*Text extract*:
::::
Location
- 2609 Tenth Street Wyandotte, (Wayne County), Michigan 48192 United States 42°12′25″N 83°9′52″W﻿ / ﻿42.20694°N 83.16444°W

Information
- Type: Private, Coeducational
- Religious affiliation: Roman Catholic
- Established: 1928
- Founder: Rev. Peter S. Kruszka
- Status: Closed
- Closed: June 2011
- Grades: 9–12
- Colors: Red and White
- Team name: Comets
- Rival: St. Patrick High School, Wyandotte
- Newspaper: "The Carmonte"
- Yearbook: "Carmion" (1948 - 1970) "Terminus" (1971 - 2011)
- Affiliation: Felician Sisters

= Our Lady of Mount Carmel High School (Wyandotte, Michigan) =

Our Lady of Mount Carmel High School, (Matki Bożej Szkaplerznej Wyższej Szkoły) was a private, Roman Catholic high school in Wyandotte, Michigan to the parish of Our Lady of Mount Carmel. It closed in June, 2011 due to low enrollment.

==History==
In September 1928, the dream of establishing a high school became a reality for Rev. Peter Kruszka and dedicated parishioners. Our Lady of Mount Carmel High School was officially opened in a newly constructed two-story annex located on Electric Street and staffed by the Felician Sisters. The school achieved a significant milestone in 1933, gaining accreditation from esteemed institutions such as the University of Michigan and the Catholic University of America. Later, it also received accreditation from the Michigan Non-Public School Accrediting Association (MNSSA). With its impressive array of licenses, approbations, and accreditations from the State of Michigan, the school earned a reputation as one of the top educational institutions in the nation.

The school experienced steady growth in its early years. The first year, 1928, began with 26 students, increasing to 127 by 1932, when the full high school program was established. Initially, the curriculum consisted of required subjects, but as enrollment grew, it expanded to include a broader range of general and vocational courses. These additions included ethics, science, mathematics, languages, commercial sciences, social studies, home economics, drafting, music, and physical education. The remarkable growth and advancement of the school can be attributed to the tireless efforts of its dedicated pastors and principals. Rev. Ladislaus Krych played a particularly significant role in driving this progress. Several principals made notable contributions to the school's development, including:

- Sister Mary Simplicia, the pioneering principal in 1928

- Sister Mary Bernadette, an exceptional teacher and acting principal from 1928 to 1931

- Sister Mary Emmanuel, who fostered character development, promoted athletics, and advocated for higher education during her two tenure periods (1931-1935 and 1939-1946)

- Sister Mary Bonifilia, who emphasized extracurricular activities from 1935 to 1937

- Sister Mary Cantia, who facilitated the school's growth from 1937 to 1940

Under Sister Mary Emmanuel's efficient leadership from 1940 to 1946, the school achieved its highest standards. This period saw significant improvements in the curriculum, facilities, and resources, all made possible through the collaborative efforts of Sr. Emmanuel and Fr. Krych.
::::
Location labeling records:
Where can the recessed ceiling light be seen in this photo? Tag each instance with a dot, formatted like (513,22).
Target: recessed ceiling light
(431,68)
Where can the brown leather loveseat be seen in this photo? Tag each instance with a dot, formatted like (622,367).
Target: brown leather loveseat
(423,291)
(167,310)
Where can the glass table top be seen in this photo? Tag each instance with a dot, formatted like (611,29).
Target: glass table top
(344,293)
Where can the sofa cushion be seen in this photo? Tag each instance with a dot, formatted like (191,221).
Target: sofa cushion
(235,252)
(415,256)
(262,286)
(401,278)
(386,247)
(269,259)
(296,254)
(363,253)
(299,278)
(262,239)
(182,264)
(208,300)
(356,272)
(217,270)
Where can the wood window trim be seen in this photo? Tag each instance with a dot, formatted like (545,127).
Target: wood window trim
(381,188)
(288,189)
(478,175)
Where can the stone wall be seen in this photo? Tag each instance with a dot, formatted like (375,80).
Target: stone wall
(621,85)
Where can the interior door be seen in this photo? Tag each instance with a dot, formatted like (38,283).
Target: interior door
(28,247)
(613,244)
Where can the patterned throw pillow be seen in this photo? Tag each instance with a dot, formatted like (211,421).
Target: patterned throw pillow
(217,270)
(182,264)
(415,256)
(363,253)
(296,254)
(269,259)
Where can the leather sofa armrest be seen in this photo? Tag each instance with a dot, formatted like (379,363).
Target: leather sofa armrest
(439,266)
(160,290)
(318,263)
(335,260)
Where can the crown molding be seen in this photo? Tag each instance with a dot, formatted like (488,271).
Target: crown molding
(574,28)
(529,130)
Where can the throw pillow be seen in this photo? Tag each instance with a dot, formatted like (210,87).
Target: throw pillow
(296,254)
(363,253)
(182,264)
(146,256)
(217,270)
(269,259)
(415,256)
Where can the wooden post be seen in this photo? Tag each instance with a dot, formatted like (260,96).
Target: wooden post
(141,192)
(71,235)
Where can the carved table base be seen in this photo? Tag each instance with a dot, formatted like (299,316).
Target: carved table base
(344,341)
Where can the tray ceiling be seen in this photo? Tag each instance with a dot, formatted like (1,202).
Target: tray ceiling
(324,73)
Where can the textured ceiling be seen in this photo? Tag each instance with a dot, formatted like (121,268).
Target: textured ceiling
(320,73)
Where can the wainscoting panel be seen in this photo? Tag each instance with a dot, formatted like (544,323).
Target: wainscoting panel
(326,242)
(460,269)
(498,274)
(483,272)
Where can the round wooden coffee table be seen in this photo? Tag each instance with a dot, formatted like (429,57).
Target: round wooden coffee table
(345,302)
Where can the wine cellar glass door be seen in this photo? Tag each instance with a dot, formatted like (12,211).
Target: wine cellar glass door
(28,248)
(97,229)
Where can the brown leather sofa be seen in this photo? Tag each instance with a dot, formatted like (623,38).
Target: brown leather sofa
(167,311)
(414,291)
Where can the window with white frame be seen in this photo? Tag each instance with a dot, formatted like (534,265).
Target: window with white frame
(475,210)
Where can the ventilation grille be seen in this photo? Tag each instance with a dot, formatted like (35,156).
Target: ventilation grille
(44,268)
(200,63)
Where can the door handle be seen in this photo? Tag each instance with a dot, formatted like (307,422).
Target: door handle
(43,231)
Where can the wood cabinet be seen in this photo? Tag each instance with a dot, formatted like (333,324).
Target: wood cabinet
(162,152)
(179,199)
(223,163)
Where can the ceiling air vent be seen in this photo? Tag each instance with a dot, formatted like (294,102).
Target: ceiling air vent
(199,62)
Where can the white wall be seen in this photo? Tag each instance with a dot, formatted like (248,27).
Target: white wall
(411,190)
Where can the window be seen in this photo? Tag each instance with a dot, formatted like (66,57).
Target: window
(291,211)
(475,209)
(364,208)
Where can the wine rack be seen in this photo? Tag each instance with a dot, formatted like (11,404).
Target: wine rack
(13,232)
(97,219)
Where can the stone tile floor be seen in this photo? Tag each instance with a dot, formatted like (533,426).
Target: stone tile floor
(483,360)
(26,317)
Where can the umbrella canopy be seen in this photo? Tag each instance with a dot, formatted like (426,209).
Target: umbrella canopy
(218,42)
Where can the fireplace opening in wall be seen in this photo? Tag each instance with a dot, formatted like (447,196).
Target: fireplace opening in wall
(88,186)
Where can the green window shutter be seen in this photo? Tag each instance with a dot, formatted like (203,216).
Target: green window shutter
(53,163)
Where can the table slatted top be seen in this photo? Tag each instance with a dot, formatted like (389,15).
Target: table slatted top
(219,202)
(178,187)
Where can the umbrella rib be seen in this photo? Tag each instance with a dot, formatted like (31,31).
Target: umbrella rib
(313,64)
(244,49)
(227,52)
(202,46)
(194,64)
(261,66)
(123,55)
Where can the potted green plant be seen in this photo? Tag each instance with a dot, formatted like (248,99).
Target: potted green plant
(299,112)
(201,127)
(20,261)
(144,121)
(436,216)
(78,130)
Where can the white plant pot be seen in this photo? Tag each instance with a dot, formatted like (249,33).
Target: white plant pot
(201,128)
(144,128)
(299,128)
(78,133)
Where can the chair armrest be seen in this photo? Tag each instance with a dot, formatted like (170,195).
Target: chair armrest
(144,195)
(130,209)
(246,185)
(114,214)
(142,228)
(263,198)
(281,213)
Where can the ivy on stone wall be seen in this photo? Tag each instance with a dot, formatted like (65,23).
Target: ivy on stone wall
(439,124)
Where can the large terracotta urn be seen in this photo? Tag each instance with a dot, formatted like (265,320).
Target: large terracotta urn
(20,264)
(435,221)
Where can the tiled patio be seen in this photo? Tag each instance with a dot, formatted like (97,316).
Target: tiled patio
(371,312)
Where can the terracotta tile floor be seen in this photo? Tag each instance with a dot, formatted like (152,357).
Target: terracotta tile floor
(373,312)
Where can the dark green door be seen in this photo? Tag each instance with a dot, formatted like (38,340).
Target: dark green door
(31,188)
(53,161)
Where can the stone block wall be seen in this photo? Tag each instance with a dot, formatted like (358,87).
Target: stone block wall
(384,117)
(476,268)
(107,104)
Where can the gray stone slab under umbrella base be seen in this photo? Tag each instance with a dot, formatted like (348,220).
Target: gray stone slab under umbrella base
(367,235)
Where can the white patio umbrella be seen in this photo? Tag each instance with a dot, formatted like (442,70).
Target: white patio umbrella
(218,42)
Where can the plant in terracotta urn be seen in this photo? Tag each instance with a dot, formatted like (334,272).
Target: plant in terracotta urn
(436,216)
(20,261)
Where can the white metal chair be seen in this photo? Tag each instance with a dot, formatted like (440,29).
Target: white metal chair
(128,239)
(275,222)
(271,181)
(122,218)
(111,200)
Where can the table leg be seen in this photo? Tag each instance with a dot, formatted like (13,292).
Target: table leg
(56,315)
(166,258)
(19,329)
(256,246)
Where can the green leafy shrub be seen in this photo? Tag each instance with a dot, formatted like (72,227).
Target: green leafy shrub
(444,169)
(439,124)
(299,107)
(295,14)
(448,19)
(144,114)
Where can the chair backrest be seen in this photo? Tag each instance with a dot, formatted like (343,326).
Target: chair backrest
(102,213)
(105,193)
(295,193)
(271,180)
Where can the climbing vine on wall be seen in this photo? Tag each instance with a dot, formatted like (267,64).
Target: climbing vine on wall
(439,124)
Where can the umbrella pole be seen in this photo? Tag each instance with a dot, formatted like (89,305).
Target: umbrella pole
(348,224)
::::
*What the task asks*:
From the text on Our Lady of Mount Carmel High School in Wyandotte, list every principal named in its bulleted list of notable contributors.

*Solution for this task*:
Sister Mary Simplicia
Sister Mary Bernadette
Sister Mary Emmanuel
Sister Mary Bonifilia
Sister Mary Cantia